Excerpted passage:
Here’s a tip: don’t press too hard with the pencil if you’re going to be inking over it, because the lines will be too dark and won’t erase well.

Step 3: Inking

This page went through some changes even after I started inking.

For this page I had a pretty good idea of what I wanted it to look like, so the penciling was limited.

Step 4: Scanning

This step is necessary for publishing and commercial printing. Also, I’m going to add text bubbles on some pages using a computer program.

This is what the pages look like right after scanning them. As you can see, the darkness of the inks got a little washed out. Also, the border is not aligned.

Tip: If you’re going to print your graphics in black and white, scan them at a high dpi so that they stay crisp.

Step 5: Editing

I crop the images until just before the edge of the panels.

Solstice process page editing contrast

Then I open up each picture in a photo-editing program. Using high contrast makes the ink darker and page brighter. I try to get the white of the image as light as possible so that it practically disappears.

Tadaa! This is the final product.

Step 6: Formatting

If you are self-publishing, there will be a specific page format for you to use in order to print your book. I’m using Lulu, which prefers PDF files, so I format the pages with Microsoft Publisher and then convert the file to PDF. I’ll share more on formatting and self-publishing later.

Solstice Formatting Process Pic


That’s it. I hope this gives a little insight into my process without being too straightforward. I don’t have much experience with illustration in general, but I’m learning as I go along and it’s been so much fun so far. 🙂


I’ve finally, finally started actual artwork for Solstice. The entire project is behind schedule (like always) but in some ways I feel like I’ve made leaps and bounds. For one thing, I edited the story and fixed basically every plot hole that could arise.

I can’t say that’s true for any other project I’ve ever done.

Of course, I didn’t do it alone. I had great help with editing and talked about the story, its problems, and solutions over a three day period. Now the story is a sparkling version of its former self, and I couldn’t be happier.

Now, onto the artwork!

I’ve had to do a bit of research first on the size of the book, its proportions, and shipping costs before starting to draw. I’m using Createspace, a print-on-demand publisher, and will go into further detail about the process of self-publishing later. One problem to tackle at a time.

Speaking of, I hadn’t realized how much math goes into this:

math and numbers

I’m not a fan of math or numbers, but it’s necessary for my project, unfortunately. I needed to measure out the book page size (7 x 10) and compare it to my artwork page size (9 x 12). Then I had to choose how wide the margins should be in the book and figure out how wide that would make the artwork margins. Yep, it’s a lot of work. Hopefully I’ll only need to do it once or twice.

Actions to take:
**a.** In the Solstice blog post, shorten the paragraph that begins "I’m not a fan of math or numbers" into a brief bulleted list that keeps its main facts.
**b.** Write the next part of the Solstice blog post, picking up right after its final sentence.

Supplied entries:
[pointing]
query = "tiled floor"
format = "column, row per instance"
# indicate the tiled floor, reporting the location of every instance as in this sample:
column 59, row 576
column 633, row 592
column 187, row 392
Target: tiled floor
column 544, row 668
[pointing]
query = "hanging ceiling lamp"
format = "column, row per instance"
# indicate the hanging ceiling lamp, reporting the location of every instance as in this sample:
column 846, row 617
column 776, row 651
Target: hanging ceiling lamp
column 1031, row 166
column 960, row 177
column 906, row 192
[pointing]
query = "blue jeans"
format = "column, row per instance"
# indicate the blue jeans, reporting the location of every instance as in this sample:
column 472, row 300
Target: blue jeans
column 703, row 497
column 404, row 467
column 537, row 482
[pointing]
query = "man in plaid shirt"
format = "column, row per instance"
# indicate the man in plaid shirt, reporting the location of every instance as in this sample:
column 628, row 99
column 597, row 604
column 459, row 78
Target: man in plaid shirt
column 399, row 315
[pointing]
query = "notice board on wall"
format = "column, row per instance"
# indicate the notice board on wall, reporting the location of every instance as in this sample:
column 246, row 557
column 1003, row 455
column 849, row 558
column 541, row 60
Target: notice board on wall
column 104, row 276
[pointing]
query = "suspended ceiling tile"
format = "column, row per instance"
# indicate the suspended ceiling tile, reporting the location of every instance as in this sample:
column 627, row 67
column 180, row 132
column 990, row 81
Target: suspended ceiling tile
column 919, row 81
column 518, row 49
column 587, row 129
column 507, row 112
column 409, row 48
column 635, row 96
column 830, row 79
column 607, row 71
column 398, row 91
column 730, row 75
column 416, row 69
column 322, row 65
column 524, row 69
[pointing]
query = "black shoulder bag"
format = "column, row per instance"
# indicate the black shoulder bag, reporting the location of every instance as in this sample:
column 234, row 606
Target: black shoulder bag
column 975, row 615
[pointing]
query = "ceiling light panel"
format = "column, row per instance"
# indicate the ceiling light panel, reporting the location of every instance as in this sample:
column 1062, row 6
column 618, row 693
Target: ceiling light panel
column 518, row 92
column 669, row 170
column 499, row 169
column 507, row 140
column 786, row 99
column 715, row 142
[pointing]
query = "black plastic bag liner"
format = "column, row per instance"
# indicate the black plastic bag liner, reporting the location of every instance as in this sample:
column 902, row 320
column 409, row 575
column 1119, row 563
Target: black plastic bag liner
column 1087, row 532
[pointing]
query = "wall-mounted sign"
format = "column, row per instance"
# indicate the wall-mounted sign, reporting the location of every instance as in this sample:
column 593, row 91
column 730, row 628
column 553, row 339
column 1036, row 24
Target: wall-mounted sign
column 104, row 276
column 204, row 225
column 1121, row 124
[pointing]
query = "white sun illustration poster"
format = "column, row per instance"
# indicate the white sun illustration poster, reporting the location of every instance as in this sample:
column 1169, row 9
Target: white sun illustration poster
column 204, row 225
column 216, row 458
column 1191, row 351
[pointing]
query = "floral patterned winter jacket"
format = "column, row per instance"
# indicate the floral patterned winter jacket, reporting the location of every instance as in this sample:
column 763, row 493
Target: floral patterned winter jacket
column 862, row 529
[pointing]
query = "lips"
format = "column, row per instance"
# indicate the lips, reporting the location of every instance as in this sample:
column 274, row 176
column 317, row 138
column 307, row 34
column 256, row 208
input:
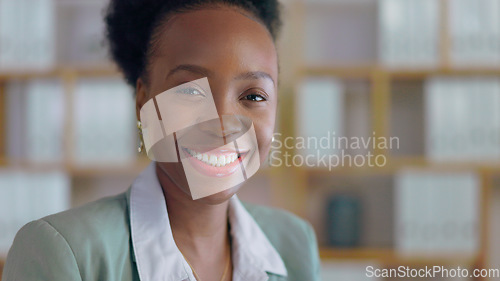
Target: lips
column 215, row 163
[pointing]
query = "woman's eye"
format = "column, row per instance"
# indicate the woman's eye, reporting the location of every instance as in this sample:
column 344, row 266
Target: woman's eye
column 190, row 91
column 254, row 97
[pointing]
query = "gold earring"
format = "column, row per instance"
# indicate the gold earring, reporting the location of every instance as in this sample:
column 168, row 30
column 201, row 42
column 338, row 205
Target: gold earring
column 141, row 143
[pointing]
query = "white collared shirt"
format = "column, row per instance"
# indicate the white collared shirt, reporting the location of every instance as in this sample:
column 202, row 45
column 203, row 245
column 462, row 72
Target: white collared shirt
column 157, row 255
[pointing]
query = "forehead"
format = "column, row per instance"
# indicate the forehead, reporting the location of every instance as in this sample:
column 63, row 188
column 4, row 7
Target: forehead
column 221, row 38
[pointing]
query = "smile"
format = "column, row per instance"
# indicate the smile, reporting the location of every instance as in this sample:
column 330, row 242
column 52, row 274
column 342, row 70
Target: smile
column 213, row 159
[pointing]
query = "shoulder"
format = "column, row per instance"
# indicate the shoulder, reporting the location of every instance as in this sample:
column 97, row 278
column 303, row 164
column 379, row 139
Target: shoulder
column 276, row 220
column 91, row 241
column 292, row 237
column 96, row 228
column 62, row 246
column 106, row 214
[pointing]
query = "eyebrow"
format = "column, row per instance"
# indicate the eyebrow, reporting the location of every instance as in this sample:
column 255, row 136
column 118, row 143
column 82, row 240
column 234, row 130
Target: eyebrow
column 249, row 75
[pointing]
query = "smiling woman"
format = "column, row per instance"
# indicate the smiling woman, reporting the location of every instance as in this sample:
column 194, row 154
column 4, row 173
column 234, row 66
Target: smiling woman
column 204, row 74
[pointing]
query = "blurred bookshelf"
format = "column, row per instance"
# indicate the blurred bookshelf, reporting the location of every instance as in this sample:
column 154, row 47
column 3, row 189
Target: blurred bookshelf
column 373, row 57
column 417, row 65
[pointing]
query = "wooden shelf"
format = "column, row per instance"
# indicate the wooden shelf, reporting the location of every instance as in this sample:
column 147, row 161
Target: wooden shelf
column 368, row 71
column 390, row 257
column 395, row 164
column 100, row 70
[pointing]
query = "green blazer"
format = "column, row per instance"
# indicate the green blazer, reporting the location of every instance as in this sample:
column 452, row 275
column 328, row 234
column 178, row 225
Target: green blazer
column 93, row 242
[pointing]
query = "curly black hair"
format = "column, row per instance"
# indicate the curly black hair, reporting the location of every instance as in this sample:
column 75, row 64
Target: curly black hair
column 130, row 26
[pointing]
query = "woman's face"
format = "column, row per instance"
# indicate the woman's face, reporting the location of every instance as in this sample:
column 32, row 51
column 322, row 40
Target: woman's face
column 237, row 56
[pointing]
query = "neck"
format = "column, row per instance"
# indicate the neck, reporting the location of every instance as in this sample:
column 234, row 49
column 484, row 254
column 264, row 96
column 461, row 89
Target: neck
column 199, row 229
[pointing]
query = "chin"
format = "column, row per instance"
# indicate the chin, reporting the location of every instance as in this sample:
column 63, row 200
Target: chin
column 220, row 197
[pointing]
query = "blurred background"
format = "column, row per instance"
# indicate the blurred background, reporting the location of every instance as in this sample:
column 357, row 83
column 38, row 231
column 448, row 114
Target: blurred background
column 423, row 72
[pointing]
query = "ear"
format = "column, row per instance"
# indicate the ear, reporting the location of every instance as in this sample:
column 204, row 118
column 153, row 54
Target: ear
column 141, row 96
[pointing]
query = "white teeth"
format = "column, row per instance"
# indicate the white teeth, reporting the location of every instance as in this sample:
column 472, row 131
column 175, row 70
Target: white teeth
column 222, row 161
column 213, row 160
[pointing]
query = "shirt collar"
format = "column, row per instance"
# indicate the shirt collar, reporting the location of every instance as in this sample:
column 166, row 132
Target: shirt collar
column 157, row 255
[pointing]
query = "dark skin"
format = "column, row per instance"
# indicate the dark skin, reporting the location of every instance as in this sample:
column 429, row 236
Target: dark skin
column 238, row 56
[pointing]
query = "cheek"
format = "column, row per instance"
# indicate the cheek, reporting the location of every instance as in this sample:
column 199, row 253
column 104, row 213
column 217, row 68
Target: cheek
column 264, row 130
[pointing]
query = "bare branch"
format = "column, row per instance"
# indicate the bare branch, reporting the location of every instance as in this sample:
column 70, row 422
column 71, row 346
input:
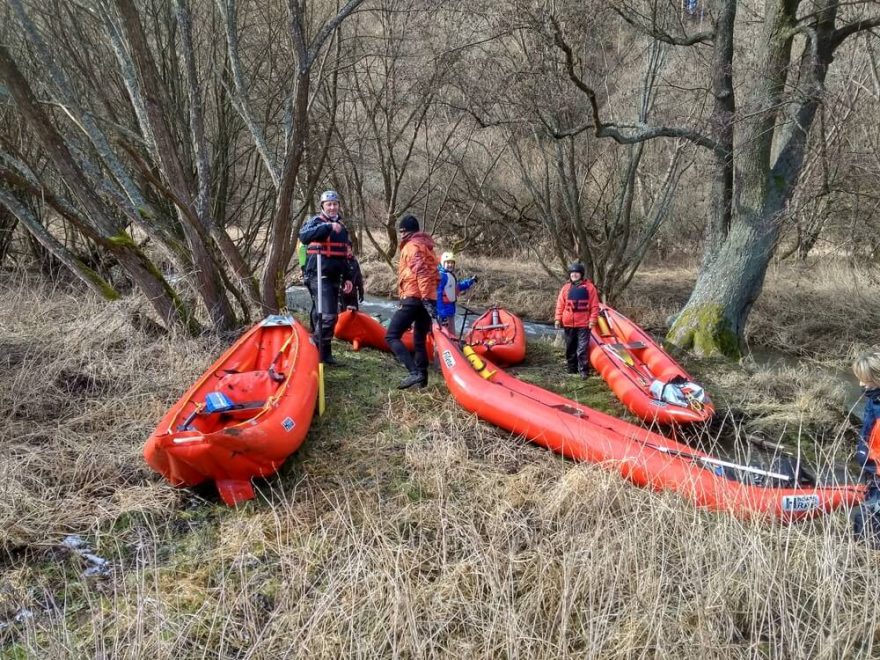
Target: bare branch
column 622, row 133
column 704, row 37
column 840, row 34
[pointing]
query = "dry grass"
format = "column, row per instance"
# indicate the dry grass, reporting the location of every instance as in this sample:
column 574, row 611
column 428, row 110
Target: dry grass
column 404, row 528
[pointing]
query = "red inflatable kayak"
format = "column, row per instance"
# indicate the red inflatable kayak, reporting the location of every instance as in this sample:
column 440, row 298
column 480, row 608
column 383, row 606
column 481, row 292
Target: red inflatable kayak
column 363, row 330
column 642, row 375
column 245, row 415
column 645, row 458
column 499, row 335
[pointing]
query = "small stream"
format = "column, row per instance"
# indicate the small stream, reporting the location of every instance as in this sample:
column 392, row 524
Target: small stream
column 725, row 444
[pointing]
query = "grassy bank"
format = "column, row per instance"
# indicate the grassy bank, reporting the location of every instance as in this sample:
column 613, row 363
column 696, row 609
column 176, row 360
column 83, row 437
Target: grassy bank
column 404, row 527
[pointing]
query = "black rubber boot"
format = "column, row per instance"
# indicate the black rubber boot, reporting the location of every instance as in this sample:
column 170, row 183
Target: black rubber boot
column 415, row 378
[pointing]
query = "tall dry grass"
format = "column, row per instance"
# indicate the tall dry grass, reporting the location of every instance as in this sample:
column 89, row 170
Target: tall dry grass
column 431, row 535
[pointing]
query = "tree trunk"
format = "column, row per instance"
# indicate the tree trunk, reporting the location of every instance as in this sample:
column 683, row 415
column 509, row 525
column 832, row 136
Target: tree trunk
column 89, row 277
column 714, row 318
column 144, row 273
column 155, row 100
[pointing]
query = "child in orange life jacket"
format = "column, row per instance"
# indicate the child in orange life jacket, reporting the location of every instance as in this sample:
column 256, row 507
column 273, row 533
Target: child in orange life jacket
column 577, row 309
column 448, row 289
column 866, row 517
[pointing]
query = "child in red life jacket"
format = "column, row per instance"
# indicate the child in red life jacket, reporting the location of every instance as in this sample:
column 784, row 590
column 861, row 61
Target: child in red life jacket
column 577, row 309
column 866, row 517
column 448, row 289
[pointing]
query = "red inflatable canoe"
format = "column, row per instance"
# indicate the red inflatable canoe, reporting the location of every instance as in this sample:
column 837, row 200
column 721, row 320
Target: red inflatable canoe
column 645, row 458
column 245, row 415
column 499, row 335
column 363, row 330
column 642, row 375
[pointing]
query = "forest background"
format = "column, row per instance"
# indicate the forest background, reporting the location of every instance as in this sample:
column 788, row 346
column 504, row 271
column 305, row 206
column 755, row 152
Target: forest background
column 715, row 166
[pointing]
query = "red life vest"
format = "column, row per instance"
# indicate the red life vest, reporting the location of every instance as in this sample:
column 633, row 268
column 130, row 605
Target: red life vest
column 874, row 443
column 328, row 248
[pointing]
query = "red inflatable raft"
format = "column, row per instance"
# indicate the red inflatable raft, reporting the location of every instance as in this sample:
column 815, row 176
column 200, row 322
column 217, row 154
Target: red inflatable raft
column 245, row 415
column 645, row 458
column 499, row 335
column 363, row 330
column 642, row 375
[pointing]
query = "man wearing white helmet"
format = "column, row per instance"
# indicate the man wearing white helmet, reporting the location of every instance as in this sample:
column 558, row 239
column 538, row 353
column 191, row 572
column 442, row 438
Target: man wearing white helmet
column 326, row 235
column 448, row 289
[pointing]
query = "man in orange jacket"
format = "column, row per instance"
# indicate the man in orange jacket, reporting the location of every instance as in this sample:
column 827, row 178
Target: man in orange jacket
column 417, row 280
column 577, row 309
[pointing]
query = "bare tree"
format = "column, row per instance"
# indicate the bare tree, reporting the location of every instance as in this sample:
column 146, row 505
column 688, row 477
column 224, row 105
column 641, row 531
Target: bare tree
column 753, row 184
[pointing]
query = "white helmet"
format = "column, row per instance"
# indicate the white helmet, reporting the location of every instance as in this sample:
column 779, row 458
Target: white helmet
column 329, row 196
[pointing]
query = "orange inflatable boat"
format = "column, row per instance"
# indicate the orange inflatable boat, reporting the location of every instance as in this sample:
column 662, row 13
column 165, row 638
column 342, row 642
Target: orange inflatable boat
column 246, row 414
column 364, row 330
column 642, row 375
column 499, row 335
column 645, row 458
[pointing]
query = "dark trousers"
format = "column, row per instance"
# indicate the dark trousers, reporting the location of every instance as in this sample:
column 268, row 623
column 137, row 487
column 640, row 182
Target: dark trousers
column 577, row 345
column 329, row 312
column 411, row 313
column 866, row 517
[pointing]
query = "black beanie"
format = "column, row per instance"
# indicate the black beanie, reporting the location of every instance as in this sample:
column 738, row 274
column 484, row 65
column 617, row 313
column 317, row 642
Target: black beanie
column 408, row 223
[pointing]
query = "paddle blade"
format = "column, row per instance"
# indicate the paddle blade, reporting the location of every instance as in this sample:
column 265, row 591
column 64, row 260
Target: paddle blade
column 321, row 401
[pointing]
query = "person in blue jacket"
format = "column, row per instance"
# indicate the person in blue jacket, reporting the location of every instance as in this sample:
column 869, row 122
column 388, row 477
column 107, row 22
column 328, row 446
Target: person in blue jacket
column 866, row 517
column 326, row 235
column 448, row 289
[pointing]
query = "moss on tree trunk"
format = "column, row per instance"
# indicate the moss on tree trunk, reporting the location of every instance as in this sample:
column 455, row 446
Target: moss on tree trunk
column 705, row 330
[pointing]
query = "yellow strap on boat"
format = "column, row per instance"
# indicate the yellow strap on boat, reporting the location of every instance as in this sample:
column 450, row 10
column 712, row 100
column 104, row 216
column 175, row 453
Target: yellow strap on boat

Expected responses:
**a.**
- The writer dislikes math but needs it for this project.
- The book page size (7 x 10) had to be measured and compared with the artwork page size (9 x 12).
- The book's margin width had to be chosen, and from it the artwork's margin width worked out.
- It's a lot of work, which the writer hopes to do only once or twice.

**b.**
I’m using 9 x 12 smooth Bristol board for the ink illustrations. Bristol’s usually pretty pricey but I randomly found a discount at Walmart. 🙂

Anyway, here’s the first page, which I’ve inked:

solstice page 1 ink start

solstice page 1 ink middle

soltice page 1 ink finished

Because I’ve chosen to create the line art traditionally rather than digitally, I need to scan each page onto the computer in order to color it. Then I’ll add speech bubbles and page numbers. It seems like more work but I believe that in the end it’ll actually be faster and easier than digitally drawing.

I think I also like the idea of being able to hold the artwork in my hands rather than only seeing it through a computer screen. Plus, its fun to draw with different kinds of pens!

My plan for the coming week is to draw as many pages as I possibly can so that I have ample time for coloring and formatting, which is scheduled for the week after. That’s okay, I wasn’t planning on sleeping anyway.


I can’t believe how long it’s been since my last blog post. I’ve been super busy lately with the graphic novel, outside work, and general life. Not to mention a whole barrage of new distractions- tumblr, instagram, etc. I really need to start putting my phone away.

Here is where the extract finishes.